[Collected data]
···

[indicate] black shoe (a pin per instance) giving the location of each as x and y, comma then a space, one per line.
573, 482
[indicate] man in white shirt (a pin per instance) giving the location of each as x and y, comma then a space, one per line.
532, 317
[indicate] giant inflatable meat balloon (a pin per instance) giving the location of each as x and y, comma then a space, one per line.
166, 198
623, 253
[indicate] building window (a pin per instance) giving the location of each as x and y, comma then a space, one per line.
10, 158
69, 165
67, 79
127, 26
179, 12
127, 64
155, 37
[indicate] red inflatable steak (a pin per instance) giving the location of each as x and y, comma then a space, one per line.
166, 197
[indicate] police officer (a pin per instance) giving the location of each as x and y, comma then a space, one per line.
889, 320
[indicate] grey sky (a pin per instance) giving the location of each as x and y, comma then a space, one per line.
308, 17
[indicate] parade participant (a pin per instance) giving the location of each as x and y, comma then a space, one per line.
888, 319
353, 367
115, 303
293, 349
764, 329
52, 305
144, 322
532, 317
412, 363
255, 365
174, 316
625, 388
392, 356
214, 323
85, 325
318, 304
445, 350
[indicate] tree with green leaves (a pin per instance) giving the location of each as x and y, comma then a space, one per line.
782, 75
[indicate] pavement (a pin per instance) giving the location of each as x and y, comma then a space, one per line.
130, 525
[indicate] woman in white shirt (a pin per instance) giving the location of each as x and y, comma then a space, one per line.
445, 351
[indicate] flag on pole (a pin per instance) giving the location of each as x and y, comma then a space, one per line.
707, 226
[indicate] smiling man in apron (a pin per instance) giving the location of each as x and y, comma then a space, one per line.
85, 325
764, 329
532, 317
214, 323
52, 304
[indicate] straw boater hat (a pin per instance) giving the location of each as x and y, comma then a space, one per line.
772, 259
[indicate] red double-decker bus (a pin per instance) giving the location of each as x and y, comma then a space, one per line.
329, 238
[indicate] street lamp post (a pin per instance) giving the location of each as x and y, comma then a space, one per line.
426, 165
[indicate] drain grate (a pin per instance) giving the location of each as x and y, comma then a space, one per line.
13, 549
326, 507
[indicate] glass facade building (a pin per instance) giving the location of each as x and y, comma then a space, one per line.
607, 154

···

*The exercise:*
Copy every line above, starting at the line containing "[indicate] glass facade" and ending at the last line of the collected data, and adjust each coordinate in the answers by -79.

*Output for this exercise:*
[indicate] glass facade building (a pin per instance) giving the location of each as x and y, comma then a space, one per line.
528, 75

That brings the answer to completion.